Stated problem A: Using the quarterly results passage, decide whether each statement agrees with it. Answer yes or no for each, and quote the exact words from the passage that settle it. (i) Total expenses in the 2016 Quarter were 2.4% lower than in the 2015 Quarter. (ii) A credit loss related to VAS Aero Services, LLC was recorded in the 2016 Quarter. (iii) Interest expense went down from the 2015 Quarter to the 2016 Quarter.
Stated problem B: According to the quarterly results passage, how much net income went to noncontrolling interests in the 2016 Quarter?
Stated problem C: Using the quarterly results passage, explain why general and administrative expenses went down in the 2016 Quarter.

Reading passage:
Total expenses for the 2016 Quarter decreased $306,454, or 2.4%, as compared to the 2015 Quarter. The decrease in total expenses was primarily due to decreases in (a) impairment loss due to a loss recorded during the 2015 Quarter in connection with the equipment previously on lease to Go Frac with no comparable loss recorded in the 2016 Quarter, (b) credit loss due to a loss recorded related to VAS Aero Services, LLC during the 2015 Quarter with no comparable loss recorded during the 2016 Quarter and (c) general and administrative expenses due to lower tax expenses recorded in the 2016 Quarter primarily due to the sale of assets previously on lease to Murray subsequent to the 2015 Quarter. These decreases were partially offset by increases in (i) interest expense on our additional non-recourse long-term debt incurred for the purpose of acquiring the vessels on lease to affiliates of Fugro, (ii) depreciation expense on vessels acquired pursuant to the operating leases with affiliates of Fugro that we entered into subsequent to the 2015 Quarter, partially offset by the sale of equipment previously on lease to Murray and (iii) loss on derivative financial instruments due to entering into interest rate swap agreements related to our non-recourse long-term debt associated with the Fugro Vessels subsequent to the 2015 Quarter.

Net Income (Loss) Attributable to Noncontrolling Interests

Net income (loss) attributable to noncontrolling interests changed by $542,458, from a net loss of $113,426 in the 2015 Quarter to net income of $429,032 in the 2016 Quarter. The increase was primarily due to (i) the recognition of an impairment

22 


loss during the 2015 Quarter related to our joint venture with ICON ECI Partners L.P., an entity also managed by our Investment Manager, and Fund Fourteen that owned the equipment previously on lease to Go Frac with no comparable loss recorded in the 2016 Quarter and (ii) entering into new investments in joint ventures subsequent to the 2015 Quarter.

Supplied information:
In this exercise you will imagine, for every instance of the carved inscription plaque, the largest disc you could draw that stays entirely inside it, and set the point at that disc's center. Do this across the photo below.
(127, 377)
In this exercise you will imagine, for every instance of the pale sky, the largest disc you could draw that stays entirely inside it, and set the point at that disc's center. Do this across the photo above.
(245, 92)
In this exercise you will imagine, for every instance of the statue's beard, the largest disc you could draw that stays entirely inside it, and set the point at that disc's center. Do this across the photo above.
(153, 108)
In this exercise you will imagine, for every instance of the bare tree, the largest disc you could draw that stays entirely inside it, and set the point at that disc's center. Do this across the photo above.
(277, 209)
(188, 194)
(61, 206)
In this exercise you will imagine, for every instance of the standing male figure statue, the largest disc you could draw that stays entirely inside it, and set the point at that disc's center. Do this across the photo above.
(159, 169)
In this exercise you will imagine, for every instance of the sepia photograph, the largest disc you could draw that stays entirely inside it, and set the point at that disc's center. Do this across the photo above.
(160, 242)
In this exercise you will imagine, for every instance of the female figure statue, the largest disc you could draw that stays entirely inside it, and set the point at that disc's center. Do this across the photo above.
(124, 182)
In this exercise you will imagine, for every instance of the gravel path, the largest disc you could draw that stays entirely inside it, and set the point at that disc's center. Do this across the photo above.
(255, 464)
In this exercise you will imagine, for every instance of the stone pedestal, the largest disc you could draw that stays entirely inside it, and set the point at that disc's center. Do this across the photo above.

--

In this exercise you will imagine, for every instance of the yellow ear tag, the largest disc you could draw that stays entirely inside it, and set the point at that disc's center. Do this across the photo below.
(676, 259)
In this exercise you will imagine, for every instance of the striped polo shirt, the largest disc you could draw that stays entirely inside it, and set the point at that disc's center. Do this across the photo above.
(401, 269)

Full output A:
(i) Yes: "Total expenses for the 2016 Quarter decreased $306,454, or 2.4%, as compared to the 2015 Quarter."
(ii) No: "a loss recorded related to VAS Aero Services, LLC during the 2015 Quarter with no comparable loss recorded during the 2016 Quarter"
(iii) No: "These decreases were partially offset by increases in (i) interest expense on our additional non-recourse long-term debt"

Full output B: $429,032.

Full output C: General and administrative expenses fell because lower tax expenses were recorded in the 2016 Quarter. The passage says this was mainly due to the sale of assets that had been on lease to Murray, which happened after the 2015 Quarter.